■ **What you should do**: Exactly as written, reproduce the lines from the beginning of the data through the line containing "Detect the white column"; the pictures are not reproduced.

■ **Material for this task**:
----

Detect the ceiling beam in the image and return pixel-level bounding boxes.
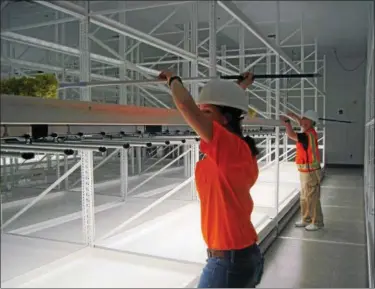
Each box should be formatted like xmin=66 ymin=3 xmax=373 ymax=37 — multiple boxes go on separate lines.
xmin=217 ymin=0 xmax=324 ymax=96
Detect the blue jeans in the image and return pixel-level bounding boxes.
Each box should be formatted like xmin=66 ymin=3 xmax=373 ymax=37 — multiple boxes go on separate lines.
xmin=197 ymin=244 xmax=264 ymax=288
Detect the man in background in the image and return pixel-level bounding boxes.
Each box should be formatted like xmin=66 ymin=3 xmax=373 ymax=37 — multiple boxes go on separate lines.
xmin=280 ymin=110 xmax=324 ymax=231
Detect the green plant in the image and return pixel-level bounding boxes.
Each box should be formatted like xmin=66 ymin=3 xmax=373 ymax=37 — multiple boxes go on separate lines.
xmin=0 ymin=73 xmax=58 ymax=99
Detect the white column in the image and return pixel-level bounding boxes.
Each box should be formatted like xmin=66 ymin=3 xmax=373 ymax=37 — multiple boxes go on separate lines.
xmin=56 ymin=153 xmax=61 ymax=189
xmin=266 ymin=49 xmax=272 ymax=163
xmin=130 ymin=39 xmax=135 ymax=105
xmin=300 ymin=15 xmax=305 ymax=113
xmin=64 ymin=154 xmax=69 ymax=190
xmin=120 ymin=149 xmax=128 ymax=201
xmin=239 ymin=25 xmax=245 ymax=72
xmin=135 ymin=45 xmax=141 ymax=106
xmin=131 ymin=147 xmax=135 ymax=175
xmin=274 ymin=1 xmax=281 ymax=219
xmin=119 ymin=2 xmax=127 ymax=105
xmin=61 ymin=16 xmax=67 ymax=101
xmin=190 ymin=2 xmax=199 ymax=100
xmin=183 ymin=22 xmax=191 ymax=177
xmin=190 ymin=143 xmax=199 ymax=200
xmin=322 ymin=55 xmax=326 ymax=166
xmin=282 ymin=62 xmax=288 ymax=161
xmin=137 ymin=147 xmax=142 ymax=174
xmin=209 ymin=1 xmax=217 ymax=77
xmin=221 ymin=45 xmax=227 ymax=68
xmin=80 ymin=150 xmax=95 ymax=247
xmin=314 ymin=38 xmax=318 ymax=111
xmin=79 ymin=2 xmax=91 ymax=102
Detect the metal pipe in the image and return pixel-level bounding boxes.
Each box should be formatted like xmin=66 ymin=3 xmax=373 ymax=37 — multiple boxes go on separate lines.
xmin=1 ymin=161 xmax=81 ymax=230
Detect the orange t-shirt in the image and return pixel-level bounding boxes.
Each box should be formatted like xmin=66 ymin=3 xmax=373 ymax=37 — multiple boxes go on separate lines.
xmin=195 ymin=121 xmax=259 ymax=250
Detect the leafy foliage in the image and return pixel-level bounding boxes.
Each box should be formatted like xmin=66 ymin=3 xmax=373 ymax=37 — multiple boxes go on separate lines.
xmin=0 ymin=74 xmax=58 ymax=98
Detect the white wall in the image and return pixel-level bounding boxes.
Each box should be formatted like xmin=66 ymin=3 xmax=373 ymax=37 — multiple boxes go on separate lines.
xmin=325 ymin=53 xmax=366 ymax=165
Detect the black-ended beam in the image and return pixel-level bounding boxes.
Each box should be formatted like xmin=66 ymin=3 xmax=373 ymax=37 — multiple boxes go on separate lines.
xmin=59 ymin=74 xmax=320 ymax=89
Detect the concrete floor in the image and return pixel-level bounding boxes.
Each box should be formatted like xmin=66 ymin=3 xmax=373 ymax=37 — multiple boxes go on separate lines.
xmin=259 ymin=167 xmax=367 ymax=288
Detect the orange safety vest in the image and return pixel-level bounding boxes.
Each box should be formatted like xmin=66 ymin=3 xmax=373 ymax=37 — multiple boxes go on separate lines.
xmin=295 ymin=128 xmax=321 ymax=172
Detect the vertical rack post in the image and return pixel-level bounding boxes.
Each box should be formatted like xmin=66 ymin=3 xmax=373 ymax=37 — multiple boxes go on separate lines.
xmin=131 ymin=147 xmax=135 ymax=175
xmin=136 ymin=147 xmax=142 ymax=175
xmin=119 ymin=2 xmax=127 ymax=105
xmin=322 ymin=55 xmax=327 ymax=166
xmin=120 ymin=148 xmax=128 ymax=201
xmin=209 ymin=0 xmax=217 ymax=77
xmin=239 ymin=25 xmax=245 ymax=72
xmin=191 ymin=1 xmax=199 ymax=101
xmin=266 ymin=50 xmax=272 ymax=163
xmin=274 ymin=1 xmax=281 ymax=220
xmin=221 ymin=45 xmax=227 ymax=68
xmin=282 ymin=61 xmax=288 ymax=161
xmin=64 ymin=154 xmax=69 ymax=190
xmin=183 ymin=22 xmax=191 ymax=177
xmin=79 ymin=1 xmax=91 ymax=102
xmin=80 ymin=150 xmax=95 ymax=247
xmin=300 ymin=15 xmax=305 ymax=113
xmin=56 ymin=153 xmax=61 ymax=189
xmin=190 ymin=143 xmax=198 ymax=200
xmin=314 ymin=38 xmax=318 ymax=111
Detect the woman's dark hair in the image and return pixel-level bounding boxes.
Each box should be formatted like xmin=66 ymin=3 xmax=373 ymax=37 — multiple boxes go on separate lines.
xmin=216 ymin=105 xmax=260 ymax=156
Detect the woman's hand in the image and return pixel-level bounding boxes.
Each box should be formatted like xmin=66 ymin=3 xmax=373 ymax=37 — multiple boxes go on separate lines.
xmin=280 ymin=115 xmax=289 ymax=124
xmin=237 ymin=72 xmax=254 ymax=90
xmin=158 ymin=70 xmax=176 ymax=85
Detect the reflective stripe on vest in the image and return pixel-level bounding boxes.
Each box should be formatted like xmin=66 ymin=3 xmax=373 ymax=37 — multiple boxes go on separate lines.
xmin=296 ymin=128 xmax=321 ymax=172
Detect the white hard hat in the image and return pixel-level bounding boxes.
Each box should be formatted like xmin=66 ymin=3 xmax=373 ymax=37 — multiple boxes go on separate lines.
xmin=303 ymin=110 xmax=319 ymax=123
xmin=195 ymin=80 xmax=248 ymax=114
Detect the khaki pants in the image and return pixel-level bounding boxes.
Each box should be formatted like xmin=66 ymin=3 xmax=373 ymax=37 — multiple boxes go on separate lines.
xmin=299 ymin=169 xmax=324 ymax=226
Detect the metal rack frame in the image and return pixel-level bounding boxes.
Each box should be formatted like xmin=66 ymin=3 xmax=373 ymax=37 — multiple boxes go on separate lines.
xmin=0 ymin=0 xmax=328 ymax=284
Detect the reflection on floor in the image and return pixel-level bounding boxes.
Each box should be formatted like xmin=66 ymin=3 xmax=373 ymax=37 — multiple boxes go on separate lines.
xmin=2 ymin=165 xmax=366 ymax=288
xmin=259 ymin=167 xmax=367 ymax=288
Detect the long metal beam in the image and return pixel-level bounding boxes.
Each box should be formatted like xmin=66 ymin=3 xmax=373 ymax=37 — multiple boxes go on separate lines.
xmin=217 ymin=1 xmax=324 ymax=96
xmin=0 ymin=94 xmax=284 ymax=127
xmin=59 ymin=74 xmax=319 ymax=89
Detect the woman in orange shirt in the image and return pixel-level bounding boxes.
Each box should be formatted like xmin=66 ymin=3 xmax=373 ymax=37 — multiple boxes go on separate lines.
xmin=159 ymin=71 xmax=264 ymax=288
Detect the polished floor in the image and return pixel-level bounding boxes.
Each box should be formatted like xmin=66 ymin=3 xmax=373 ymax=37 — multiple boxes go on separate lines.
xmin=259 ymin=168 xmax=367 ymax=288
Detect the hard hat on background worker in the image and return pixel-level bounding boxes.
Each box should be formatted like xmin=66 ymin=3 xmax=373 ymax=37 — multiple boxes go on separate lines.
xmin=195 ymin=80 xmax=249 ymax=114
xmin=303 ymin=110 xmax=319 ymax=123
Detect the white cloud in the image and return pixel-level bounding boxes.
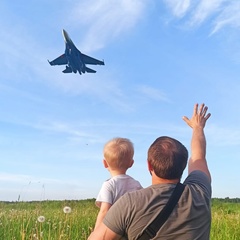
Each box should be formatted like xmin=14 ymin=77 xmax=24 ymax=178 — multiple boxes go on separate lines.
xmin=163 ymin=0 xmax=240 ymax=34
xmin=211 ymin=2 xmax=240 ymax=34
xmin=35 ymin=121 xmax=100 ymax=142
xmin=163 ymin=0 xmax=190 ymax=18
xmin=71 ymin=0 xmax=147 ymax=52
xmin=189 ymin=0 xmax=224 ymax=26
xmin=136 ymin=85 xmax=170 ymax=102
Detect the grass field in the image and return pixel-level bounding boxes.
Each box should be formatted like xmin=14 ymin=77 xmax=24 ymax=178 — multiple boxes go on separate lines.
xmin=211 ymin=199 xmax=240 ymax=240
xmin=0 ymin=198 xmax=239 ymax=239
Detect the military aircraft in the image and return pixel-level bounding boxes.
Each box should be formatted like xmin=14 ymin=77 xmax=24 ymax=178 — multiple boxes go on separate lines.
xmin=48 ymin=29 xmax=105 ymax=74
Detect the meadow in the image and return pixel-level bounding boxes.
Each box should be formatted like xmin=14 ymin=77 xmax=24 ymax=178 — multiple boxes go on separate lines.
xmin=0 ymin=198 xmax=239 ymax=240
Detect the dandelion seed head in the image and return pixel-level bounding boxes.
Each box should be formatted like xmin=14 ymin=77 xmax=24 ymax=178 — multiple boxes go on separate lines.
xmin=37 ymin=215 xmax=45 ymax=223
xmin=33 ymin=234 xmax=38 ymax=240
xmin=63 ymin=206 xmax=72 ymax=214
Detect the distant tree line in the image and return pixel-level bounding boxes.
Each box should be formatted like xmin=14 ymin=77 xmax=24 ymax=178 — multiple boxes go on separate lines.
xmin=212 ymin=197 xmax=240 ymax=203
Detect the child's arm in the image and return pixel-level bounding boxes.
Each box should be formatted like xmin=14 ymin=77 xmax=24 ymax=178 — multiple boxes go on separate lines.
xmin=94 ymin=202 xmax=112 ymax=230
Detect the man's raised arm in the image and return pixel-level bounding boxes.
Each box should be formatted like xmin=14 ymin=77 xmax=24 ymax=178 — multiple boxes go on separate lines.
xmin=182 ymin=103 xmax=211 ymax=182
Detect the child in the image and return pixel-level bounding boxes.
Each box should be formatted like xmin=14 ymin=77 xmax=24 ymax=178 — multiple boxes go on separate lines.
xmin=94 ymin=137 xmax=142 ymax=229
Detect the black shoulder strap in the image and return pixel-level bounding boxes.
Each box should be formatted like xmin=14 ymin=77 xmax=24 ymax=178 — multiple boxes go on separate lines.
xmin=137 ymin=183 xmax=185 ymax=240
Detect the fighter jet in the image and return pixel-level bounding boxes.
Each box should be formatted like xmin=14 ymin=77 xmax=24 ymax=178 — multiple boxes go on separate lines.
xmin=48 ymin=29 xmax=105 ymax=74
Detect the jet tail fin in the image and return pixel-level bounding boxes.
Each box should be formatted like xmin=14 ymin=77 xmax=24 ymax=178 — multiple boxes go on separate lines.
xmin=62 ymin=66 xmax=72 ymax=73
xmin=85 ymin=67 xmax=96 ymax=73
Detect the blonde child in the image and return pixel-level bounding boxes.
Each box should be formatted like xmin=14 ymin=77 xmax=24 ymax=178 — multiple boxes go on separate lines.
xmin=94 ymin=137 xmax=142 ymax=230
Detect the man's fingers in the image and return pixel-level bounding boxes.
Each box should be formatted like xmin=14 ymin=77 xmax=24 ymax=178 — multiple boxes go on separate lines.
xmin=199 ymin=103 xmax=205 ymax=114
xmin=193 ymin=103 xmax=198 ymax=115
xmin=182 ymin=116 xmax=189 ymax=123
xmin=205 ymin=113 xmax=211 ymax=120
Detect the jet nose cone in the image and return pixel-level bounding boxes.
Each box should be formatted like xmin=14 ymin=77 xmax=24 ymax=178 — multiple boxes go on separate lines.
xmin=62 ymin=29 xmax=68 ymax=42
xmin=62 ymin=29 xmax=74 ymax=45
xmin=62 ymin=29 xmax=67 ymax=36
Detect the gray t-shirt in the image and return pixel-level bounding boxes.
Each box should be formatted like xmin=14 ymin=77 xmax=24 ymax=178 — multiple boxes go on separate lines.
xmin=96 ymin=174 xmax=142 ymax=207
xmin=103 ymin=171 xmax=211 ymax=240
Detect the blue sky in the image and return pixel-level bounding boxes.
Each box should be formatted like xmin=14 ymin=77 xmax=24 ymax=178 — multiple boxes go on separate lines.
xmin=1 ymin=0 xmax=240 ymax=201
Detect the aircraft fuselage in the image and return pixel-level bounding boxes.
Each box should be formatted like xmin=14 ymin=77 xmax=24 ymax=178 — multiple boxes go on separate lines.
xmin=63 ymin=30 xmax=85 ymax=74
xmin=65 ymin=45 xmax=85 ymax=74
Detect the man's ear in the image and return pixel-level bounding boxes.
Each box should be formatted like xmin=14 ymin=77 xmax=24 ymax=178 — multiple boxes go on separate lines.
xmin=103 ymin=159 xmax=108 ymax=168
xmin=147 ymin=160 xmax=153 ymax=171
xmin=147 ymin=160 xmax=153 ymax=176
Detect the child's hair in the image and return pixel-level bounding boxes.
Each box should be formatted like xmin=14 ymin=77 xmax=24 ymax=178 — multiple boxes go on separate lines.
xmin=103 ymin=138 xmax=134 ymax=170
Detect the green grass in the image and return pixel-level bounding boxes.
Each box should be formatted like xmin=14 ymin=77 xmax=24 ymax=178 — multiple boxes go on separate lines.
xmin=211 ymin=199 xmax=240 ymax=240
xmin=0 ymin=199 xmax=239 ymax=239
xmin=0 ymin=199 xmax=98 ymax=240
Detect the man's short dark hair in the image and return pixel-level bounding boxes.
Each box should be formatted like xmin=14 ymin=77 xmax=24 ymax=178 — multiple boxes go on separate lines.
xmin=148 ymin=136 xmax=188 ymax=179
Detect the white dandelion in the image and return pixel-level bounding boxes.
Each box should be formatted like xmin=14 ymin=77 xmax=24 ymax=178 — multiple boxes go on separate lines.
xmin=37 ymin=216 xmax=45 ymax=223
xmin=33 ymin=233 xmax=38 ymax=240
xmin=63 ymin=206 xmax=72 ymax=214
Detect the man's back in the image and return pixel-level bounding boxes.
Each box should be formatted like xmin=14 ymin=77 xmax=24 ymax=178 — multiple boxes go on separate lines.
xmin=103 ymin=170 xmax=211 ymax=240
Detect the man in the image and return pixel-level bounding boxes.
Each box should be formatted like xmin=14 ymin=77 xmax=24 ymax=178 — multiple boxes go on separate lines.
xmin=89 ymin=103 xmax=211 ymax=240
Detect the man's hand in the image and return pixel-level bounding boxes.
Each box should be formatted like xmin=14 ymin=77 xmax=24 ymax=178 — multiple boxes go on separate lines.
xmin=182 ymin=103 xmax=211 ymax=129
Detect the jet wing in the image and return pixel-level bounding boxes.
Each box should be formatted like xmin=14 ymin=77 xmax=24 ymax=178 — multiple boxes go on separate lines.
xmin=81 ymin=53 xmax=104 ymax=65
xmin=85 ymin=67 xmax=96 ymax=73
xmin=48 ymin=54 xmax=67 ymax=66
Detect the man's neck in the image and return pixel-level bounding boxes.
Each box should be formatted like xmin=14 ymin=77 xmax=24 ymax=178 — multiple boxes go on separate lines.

----

■ **Solution to this problem**:
Detect the ceiling beam in the image and return pixel-level bounding boxes.
Each box should be formatted like xmin=66 ymin=3 xmax=373 ymax=37 — multiple boxes go on separate lines.
xmin=217 ymin=0 xmax=324 ymax=96
Detect the blue jeans in the image and return pixel-level bounding boxes.
Each box should be formatted like xmin=66 ymin=3 xmax=373 ymax=37 — multiple boxes go on separate lines.
xmin=197 ymin=244 xmax=264 ymax=288
Detect the man in background in the image and return pixel-level bounding boxes.
Each box should be formatted like xmin=66 ymin=3 xmax=373 ymax=37 — multiple boxes go on separate lines.
xmin=280 ymin=110 xmax=324 ymax=231
Detect the green plant in the image and return pixel-level bounding boxes.
Each box should be formatted like xmin=66 ymin=3 xmax=373 ymax=37 — multiple boxes go on separate lines.
xmin=0 ymin=73 xmax=58 ymax=99
Detect the white column in the image and return pixel-level bounding boxes.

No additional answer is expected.